STATED GOAL 1: In the neocon post, which president signed the Iraq Liberation Act in 1998?
STATED GOAL 2: Write out the neocon post from "Two. Could the" to "stamps out radicalism?", swapping "radicalism" for "extremism".

Neocon Roots
Glad to see that liberal interventionism still speaks. Roger Cohen writes about that evil word -- neocon.
Liberal interventionists, if you recall, were people like myself for whom the sight in the 1990s of hundreds of thousands of European Muslims processed through Serbian concentration camps, or killed in them, left little doubt of the merits, indeed the necessity, of U.S. military action in the name of the human dignity that only open societies afford.
Without such action in Bosnia and Kosovo, Europe would not be at peace today.
One reluctant liberal interventionist signed the Iraq Liberation Act in 1998 that said: “It should be the policy of the United States to support efforts to remove the regime headed by Saddam Hussein.” His name was Bill Clinton. Baghdad is closer to Sarajevo than the left has allowed.
For this left, anyone who supported the Iraq invasion, or sees merits to it despite the catastrophic Bush-Rumsfeld bungling, is a neocon. That makes Vaclav Havel and Adam Michnik and Kanan Makiya and Bernard Kouchner neocons, among others who don’t think like Norman Podhoretz but have more firsthand knowledge of totalitarian hell than countless slick purveyors of the neocon insult.
In the end, those who toss the neocon word as if it is the fresh insult of the day may have to think about a few things.
One. Would another Clinton administration stray far from the foreign policies of the previous Clinton adminstration?
Two. Could the strategy of overthrowing Saddam actually be working? Could a new Iraq be the seed that grows into a modern Middle East that stamps out radicalism?
Victor Davis Hanson ponders the future.

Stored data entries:
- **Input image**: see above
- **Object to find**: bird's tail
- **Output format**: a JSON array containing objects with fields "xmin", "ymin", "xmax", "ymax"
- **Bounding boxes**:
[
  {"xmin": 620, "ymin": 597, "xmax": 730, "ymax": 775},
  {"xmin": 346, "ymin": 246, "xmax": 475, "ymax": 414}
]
--
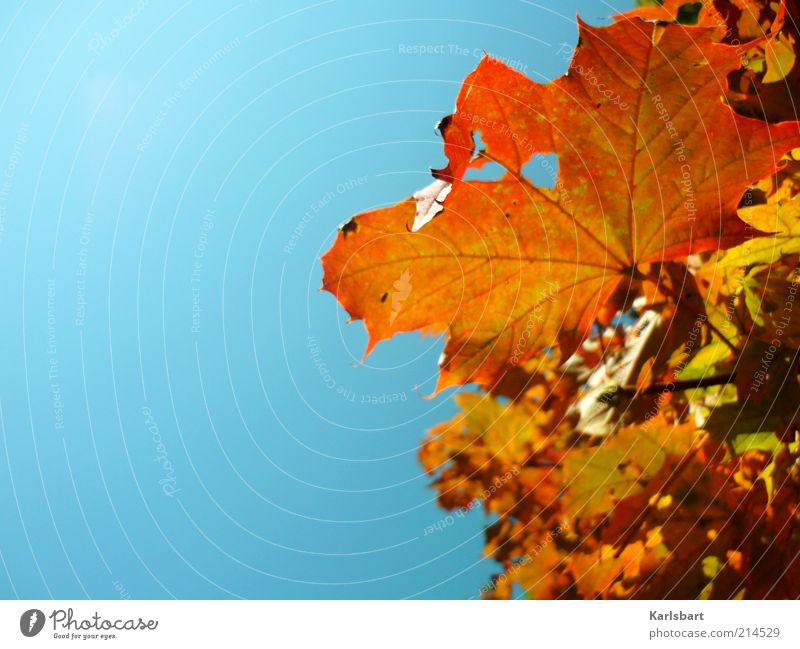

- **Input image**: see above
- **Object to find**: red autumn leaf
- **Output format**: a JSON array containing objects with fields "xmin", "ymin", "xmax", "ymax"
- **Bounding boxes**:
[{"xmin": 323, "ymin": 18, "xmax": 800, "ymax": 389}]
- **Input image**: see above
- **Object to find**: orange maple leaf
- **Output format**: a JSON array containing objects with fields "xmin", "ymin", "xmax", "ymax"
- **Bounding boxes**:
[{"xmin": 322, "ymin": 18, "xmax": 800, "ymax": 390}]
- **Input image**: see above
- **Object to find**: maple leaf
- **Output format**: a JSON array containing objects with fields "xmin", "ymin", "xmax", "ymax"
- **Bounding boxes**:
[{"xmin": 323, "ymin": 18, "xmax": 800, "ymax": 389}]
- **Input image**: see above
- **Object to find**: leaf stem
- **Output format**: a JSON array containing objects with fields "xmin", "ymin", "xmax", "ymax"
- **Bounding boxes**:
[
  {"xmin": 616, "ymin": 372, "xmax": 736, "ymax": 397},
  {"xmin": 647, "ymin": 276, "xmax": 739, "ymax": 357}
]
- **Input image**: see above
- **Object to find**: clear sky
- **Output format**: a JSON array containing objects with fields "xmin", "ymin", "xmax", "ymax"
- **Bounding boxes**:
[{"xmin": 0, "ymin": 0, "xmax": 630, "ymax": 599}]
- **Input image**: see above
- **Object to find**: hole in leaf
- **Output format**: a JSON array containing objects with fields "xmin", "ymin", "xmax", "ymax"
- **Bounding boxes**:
---
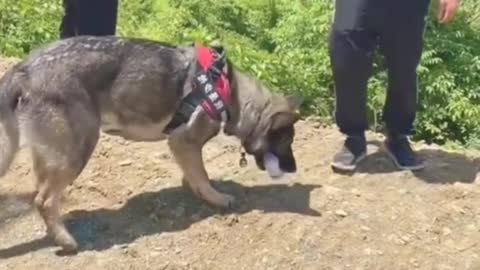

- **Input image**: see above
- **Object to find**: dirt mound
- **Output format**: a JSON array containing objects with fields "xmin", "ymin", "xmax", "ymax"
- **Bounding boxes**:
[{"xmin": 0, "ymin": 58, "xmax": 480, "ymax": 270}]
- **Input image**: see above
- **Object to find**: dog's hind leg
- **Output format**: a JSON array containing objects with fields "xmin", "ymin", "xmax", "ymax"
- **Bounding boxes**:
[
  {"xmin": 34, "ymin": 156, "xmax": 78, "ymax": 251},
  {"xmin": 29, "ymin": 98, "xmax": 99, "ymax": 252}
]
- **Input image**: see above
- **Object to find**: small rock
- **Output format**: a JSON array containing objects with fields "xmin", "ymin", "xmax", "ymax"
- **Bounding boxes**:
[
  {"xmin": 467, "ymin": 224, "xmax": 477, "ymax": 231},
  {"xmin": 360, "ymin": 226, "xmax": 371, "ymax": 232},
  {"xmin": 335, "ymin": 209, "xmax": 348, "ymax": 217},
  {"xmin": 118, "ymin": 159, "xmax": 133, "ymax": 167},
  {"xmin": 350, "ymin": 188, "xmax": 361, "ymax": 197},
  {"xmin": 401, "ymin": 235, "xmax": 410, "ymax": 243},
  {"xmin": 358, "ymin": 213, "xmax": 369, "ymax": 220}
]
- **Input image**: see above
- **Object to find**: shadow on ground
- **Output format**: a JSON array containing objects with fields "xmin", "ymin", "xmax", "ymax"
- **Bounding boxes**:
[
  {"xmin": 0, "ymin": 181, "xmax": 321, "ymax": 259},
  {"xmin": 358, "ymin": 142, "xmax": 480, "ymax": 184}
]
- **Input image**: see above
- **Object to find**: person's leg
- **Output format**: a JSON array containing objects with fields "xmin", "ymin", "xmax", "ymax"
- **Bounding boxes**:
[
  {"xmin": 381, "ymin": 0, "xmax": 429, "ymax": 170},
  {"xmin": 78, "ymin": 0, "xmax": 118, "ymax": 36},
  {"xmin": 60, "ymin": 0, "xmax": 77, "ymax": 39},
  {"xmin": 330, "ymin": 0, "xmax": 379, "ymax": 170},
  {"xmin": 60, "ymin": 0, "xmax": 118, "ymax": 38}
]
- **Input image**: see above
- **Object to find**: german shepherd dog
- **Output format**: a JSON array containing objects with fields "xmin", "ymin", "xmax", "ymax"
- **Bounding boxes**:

FINAL ANSWER 1: Bill Clinton

FINAL ANSWER 2:
Two. Could the strategy of overthrowing Saddam actually be working? Could a new Iraq be the seed that grows into a modern Middle East that stamps out extremism?